[Saved entries]
::::

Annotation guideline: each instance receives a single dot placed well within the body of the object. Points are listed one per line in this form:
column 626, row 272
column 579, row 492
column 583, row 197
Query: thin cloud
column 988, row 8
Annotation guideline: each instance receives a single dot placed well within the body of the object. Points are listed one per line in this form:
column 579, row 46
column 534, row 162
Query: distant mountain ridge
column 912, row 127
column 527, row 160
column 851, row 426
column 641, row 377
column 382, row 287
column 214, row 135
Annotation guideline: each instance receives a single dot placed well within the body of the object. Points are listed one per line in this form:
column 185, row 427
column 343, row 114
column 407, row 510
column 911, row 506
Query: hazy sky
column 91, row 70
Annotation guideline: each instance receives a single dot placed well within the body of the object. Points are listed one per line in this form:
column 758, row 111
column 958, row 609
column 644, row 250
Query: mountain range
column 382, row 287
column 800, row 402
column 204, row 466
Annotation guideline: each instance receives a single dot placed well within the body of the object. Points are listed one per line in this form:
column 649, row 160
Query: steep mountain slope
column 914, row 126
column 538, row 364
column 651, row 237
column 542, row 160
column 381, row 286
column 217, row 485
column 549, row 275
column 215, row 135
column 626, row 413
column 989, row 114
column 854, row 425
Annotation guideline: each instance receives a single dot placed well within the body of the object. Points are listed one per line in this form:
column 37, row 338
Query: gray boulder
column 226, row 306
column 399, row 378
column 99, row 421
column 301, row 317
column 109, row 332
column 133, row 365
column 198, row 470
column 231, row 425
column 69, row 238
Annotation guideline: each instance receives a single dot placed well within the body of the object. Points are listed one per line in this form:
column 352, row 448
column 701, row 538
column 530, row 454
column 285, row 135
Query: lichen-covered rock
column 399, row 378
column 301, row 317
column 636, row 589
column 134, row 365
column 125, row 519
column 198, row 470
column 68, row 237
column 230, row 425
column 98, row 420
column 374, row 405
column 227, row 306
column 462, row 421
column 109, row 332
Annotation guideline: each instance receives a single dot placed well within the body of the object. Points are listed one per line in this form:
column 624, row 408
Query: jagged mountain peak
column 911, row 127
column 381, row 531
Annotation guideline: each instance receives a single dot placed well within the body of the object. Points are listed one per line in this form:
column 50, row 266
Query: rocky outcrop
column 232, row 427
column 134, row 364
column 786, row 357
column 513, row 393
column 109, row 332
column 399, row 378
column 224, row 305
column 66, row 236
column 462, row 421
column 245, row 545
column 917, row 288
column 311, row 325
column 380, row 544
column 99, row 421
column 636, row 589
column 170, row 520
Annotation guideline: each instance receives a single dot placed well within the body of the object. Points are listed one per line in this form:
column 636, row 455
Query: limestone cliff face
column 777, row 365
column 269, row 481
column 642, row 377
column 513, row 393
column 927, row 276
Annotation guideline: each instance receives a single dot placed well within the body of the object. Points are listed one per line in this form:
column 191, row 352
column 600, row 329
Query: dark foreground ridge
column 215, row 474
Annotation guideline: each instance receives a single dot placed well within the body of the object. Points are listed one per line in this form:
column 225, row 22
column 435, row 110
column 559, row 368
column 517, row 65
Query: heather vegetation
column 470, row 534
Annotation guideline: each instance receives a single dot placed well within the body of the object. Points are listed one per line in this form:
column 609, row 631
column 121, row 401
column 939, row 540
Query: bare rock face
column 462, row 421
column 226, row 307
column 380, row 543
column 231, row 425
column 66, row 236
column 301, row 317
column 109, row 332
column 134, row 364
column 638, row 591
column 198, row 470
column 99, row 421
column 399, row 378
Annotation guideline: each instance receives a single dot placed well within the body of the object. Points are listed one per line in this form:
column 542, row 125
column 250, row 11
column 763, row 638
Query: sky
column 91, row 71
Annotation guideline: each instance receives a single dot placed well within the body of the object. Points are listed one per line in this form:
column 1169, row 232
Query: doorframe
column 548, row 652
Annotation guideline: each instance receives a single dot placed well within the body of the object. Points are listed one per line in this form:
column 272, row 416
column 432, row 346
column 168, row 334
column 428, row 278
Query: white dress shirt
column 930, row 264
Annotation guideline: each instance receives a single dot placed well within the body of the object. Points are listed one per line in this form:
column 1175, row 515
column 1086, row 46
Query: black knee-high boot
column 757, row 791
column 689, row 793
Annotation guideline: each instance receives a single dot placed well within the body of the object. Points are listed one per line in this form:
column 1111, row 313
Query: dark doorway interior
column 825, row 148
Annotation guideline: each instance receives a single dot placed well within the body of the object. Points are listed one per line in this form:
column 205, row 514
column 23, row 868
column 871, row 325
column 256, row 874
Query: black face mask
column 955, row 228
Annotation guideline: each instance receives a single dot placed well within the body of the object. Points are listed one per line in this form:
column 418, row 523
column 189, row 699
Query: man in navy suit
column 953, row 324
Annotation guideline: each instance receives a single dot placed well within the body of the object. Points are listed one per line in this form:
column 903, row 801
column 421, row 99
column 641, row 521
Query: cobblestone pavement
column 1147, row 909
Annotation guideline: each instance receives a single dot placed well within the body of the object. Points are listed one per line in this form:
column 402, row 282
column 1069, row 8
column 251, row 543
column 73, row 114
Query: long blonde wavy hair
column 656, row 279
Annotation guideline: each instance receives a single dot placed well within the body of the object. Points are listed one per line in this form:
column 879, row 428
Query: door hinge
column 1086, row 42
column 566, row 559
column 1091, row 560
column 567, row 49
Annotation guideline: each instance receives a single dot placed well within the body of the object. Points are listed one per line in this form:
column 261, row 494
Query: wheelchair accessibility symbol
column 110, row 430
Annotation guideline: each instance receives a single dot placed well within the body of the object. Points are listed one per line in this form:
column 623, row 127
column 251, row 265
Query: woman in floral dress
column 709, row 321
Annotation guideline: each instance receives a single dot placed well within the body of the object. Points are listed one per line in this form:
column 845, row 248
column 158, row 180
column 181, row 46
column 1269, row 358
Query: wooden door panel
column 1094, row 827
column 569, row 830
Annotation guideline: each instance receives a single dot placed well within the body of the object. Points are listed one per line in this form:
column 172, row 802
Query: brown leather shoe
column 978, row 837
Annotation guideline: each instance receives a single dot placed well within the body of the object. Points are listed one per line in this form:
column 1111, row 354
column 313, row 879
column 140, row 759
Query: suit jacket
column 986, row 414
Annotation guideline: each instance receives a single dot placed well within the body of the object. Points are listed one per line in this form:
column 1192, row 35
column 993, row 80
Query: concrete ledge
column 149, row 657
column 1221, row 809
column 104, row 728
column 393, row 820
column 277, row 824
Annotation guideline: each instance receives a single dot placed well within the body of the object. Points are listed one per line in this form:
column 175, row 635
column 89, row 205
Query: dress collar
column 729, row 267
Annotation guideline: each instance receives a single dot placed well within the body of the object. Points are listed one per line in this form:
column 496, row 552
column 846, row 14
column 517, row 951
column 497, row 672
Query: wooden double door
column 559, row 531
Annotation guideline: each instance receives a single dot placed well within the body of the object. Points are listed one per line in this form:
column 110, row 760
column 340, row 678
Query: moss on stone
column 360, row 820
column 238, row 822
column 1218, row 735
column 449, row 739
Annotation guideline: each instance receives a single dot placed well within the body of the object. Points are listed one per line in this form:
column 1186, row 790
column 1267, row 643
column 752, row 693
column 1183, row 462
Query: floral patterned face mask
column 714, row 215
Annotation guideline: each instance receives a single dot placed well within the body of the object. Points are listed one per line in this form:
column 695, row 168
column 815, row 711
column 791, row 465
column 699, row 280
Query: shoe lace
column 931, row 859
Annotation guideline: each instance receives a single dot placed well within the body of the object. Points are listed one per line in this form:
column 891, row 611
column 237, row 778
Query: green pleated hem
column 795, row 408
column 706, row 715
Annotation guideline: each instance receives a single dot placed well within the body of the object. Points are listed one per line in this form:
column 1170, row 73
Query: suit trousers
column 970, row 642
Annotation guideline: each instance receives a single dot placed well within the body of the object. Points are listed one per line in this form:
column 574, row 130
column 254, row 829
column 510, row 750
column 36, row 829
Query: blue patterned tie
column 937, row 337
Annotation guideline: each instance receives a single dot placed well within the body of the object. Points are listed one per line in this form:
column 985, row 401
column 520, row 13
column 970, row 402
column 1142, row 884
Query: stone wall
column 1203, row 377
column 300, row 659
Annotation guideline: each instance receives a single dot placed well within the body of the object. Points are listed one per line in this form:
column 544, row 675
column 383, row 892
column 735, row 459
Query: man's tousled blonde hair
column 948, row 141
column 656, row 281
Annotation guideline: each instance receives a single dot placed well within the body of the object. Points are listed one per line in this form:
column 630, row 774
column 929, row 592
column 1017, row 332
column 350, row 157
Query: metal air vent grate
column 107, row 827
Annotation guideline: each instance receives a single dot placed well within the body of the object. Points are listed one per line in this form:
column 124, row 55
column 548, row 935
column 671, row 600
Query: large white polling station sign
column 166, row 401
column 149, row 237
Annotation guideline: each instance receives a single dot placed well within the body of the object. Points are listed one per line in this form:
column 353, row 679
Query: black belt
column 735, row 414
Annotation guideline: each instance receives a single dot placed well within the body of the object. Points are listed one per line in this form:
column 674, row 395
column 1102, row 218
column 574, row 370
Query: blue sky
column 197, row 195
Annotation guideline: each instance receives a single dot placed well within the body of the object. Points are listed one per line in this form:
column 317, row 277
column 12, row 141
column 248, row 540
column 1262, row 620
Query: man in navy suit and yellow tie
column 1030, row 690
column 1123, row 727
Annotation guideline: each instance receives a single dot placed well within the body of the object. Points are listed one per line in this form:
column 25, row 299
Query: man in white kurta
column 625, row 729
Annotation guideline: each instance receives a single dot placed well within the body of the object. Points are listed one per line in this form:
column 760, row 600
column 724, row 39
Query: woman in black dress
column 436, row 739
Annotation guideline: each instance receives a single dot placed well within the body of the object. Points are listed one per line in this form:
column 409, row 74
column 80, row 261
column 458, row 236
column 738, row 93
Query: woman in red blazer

::::

From the data above, output exactly the lines between the one containing "column 343, row 114" and the one containing "column 37, row 338", counting both of them.

column 343, row 114
column 407, row 510
column 911, row 506
Query: hazy sky
column 91, row 70
Annotation guideline: each instance receives a single dot placed well within the body of the object. Points are listed one per line in this form:
column 758, row 111
column 958, row 609
column 644, row 250
Query: mountain range
column 382, row 287
column 800, row 402
column 204, row 466
Annotation guideline: each instance receives a single dot placed well within the body of the object. Points are listed one per line in this form:
column 649, row 160
Query: steep mountain slope
column 914, row 126
column 538, row 364
column 651, row 237
column 542, row 160
column 381, row 286
column 217, row 485
column 549, row 275
column 215, row 135
column 626, row 413
column 989, row 114
column 854, row 425
Annotation guideline: each instance receives a single dot placed well within the body of the object. Points are listed one per line in this form:
column 37, row 338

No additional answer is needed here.